Record extracts:
## BEGIN

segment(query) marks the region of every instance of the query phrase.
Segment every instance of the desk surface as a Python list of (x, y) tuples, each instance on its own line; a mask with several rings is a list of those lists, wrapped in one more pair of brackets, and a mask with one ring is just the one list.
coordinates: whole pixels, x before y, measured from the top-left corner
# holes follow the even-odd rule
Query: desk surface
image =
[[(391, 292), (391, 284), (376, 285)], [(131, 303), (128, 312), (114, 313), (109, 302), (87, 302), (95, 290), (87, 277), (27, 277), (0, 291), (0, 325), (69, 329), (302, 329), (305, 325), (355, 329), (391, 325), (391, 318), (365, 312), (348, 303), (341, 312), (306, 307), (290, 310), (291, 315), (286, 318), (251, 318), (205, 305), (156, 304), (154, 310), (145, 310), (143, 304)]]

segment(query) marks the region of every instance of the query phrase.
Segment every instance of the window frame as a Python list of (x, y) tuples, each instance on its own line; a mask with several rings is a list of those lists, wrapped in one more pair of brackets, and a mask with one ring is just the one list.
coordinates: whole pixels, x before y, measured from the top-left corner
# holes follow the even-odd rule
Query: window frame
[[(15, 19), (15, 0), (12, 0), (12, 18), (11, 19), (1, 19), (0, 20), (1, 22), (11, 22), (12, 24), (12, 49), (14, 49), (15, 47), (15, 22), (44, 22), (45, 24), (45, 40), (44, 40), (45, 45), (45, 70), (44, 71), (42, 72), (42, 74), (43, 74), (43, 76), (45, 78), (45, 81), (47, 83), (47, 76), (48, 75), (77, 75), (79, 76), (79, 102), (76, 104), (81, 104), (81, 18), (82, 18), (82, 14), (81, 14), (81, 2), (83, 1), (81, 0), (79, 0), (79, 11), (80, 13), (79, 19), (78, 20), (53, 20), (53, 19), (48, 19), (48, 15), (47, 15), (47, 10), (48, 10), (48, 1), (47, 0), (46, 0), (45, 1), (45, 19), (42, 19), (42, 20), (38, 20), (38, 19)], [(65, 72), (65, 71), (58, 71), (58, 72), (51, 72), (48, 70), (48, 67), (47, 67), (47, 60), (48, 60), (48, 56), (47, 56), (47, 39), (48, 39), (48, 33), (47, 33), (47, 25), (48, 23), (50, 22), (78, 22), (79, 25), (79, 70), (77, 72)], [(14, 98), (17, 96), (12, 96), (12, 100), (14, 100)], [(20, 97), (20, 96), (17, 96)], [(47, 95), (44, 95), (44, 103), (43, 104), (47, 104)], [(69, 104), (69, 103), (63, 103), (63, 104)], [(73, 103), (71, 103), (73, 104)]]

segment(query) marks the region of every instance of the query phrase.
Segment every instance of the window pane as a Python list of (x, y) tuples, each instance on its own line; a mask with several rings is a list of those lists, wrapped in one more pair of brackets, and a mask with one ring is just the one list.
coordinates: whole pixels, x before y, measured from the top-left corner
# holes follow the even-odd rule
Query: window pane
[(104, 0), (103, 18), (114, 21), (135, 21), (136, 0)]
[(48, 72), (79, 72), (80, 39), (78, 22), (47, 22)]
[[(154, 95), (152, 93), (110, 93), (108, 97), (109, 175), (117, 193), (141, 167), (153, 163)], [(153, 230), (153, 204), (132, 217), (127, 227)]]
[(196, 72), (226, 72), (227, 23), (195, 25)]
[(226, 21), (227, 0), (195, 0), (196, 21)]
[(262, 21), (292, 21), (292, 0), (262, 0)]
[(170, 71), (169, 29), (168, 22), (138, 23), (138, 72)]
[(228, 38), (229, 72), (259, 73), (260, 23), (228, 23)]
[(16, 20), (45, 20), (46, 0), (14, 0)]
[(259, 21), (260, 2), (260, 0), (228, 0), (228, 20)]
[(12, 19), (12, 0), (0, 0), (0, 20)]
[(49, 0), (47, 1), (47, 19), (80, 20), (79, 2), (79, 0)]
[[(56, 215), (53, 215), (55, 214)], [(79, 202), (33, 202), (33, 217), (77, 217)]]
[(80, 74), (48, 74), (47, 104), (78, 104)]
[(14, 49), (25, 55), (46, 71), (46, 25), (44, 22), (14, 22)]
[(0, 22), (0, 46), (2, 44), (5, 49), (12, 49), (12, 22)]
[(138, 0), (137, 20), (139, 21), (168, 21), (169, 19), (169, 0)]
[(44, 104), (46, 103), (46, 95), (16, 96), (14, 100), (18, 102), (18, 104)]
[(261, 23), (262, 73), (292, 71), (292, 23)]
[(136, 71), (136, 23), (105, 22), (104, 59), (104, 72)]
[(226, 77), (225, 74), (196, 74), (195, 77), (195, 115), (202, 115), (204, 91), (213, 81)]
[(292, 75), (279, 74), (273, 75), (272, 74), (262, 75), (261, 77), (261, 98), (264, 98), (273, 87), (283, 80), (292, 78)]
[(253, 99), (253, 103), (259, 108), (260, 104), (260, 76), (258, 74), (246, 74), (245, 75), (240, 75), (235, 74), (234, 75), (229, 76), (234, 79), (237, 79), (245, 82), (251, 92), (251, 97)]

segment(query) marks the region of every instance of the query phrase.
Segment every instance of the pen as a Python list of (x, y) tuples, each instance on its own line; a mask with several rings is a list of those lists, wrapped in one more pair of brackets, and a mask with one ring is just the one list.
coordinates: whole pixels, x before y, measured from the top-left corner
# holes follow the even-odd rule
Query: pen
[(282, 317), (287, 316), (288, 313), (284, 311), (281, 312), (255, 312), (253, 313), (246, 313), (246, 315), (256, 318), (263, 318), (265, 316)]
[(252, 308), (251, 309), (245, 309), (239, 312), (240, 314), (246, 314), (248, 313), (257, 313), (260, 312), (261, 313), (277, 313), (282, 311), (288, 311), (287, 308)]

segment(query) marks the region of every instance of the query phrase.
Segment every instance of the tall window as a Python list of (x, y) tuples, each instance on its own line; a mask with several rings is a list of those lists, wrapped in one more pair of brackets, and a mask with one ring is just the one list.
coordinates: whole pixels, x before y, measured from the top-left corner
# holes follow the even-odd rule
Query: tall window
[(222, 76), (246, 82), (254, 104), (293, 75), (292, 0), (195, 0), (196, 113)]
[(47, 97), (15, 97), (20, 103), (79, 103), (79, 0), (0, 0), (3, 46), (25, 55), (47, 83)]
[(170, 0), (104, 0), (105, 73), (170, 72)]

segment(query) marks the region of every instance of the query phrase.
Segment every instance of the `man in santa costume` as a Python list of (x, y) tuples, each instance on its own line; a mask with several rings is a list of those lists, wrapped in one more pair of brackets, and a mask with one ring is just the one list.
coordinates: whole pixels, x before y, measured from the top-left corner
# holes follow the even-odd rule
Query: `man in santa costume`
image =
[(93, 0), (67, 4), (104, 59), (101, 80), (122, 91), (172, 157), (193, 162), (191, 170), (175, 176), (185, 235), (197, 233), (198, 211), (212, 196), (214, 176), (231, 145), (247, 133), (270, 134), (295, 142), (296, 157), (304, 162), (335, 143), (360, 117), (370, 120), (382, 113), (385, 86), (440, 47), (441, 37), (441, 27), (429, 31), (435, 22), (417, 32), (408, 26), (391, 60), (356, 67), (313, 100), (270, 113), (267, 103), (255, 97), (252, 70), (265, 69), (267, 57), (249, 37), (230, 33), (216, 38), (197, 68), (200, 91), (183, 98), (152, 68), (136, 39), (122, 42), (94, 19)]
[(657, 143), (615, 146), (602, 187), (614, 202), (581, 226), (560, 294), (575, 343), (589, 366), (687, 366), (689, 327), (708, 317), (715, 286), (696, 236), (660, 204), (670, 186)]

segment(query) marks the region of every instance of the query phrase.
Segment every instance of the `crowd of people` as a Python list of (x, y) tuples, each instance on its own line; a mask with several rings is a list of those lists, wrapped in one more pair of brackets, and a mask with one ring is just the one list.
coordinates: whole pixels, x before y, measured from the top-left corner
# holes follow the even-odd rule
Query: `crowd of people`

## END

Task statement: Collect every line of the material above that contains the string "people". Case counts.

Solved problem:
Segment every instance of the `crowd of people` as a Python list of (x, y) tuples, each instance on its own line; a mask with several rings is a list of those lists, wrapped in one more pair of brackets, and a mask with one ring is just the one list.
Query: `crowd of people`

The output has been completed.